# [GIVEN EXERCISE]
Please continue the buckwheat paximadi recipe from where it stops, writing the steps that come next.

Buckwheat also labelled as the world healthiest flour, is a good source of B vitamins, minerals such as manganese, magnesium, zinc, iron and folate. As buckwheat is a seed not a flour, it makes for a healthier gluten free alternative to the highly processed typical gluten free flours.
An Authentic Greek Paximadi ( Mediterannean Diet Friendly ) a staple in Greek homes. If you have a love afair for paximadia then this authentic recipe, egg-free, refined flour free, unsweetened and flavoured with the wholesome deep flavour of spelt, Buckwheat and almonds. An exceptional guilt-free snack, have with coffee or tea or with cheese, olives and tomato. They also make a great fasting biscuit.
- 3 oranges to make 1 cup freshly squeezed orange juice
- 1/2 cup pure olive oil
- 1 teaspoon ground cloves
- 1/4 cup almonds
- 2 cups wholemeal spelt flour
- 2 cups buckwheat flour
- 1 tablespoon baking powder
- Squeeze the oranges to make 1 cup of juice.
- Roughly chop the almonds.
- Sift the flours together with the baking powder.

[Rows from a dataset]

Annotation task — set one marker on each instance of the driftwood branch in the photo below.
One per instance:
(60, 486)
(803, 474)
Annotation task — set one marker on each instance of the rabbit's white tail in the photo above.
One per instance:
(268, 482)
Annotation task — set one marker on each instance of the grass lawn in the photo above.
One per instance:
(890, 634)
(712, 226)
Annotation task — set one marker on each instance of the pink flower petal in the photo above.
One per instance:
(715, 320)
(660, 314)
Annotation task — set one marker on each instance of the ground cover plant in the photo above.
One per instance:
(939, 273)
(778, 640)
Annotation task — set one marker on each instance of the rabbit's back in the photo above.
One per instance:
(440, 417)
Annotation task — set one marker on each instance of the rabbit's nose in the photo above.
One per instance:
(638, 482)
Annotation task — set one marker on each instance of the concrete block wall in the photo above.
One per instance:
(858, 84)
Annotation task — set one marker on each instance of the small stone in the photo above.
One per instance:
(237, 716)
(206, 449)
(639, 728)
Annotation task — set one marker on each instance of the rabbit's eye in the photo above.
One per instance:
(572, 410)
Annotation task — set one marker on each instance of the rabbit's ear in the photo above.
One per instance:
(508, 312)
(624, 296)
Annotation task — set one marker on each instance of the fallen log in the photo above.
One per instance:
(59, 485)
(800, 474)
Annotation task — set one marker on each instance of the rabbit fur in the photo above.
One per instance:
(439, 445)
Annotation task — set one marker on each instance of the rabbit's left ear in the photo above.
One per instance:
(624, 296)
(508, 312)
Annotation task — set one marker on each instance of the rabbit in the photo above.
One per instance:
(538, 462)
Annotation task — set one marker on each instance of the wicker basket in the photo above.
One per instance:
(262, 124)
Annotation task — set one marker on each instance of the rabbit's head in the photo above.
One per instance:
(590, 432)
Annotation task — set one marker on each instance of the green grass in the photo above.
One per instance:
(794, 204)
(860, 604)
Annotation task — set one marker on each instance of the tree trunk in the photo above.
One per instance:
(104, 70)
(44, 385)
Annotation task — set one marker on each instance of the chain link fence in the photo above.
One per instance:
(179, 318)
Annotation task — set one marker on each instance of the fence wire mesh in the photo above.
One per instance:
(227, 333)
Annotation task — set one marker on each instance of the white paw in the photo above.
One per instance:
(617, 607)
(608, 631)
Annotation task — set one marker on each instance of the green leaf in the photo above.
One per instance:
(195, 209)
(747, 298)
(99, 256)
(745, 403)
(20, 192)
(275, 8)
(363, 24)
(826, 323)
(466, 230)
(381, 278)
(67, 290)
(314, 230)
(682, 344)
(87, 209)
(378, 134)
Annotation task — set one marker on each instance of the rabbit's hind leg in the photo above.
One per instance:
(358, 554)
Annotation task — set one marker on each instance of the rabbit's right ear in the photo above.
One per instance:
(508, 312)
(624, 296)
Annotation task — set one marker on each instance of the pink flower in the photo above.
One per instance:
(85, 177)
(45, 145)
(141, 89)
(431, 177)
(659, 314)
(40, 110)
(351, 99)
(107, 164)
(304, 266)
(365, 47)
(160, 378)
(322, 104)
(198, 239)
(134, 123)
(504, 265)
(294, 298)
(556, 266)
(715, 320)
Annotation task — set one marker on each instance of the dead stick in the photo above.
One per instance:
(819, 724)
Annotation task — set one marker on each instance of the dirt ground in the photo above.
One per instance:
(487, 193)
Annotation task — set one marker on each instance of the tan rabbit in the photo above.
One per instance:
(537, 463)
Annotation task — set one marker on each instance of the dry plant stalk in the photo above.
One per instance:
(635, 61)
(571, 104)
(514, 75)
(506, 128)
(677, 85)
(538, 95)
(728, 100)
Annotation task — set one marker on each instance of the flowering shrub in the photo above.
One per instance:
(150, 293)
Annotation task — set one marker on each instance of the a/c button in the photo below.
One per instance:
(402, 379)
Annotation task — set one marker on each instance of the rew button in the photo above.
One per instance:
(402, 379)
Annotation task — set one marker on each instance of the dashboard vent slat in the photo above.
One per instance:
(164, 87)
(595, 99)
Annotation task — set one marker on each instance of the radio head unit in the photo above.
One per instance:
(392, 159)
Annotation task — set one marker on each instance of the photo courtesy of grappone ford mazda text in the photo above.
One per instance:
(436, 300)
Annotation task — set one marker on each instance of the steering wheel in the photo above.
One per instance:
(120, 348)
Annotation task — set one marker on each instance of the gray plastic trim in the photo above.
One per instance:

# [EXERCISE RESPONSE]
- In a deep bowl, add the olive oil, juice, cloves and mix together.
- Gradually add the sifted flours. Remove from the bowl and knead until smooth.
- Your dough will be slightly sticky, this is due to the buckwheat. Read the notes for tips on how to handle when kneading.
- Transfer onto greaseproof paper baking tray.
- Due to the kind of flours used, pre-cutting is not done at this stage.
- Bake for 20 minutes ( depends on thickness of your logs ) at 180 degree Celsius.
- Allow to cool completely.
- Cut diagonally carefully, when cool. If they are still warm, they may crumble a little.
- Bake again at 140 degree Celsius for 20 minutes or until cooked through.
I have attempted to use bottled orange juice, and perhaps the acid in the juice isn't active but the end result is not the same. Freshly squeezed orange juice from oranges yield the best results.
Paximadia can be flavoured in many different ways. Instead of cloves you could use, anise seeds, cinnamon, mastiha, vanilla essence or ouzo.
To make these paximadia gluten free, substitute the spelt with Buckwheat. Buckwheat on its own is trickier to work with. The dough will be sticky, so when rolling into a log cover the dough with non-stick baking paper and roll. Also, dust the working surface, and your hands with flour as your rolling into shape. When your nearly done, roll with the baking paper underneath and transfer the dough and baking paper onto baking dish.
Allow the log to cool completely before cutting into diagonal pieces.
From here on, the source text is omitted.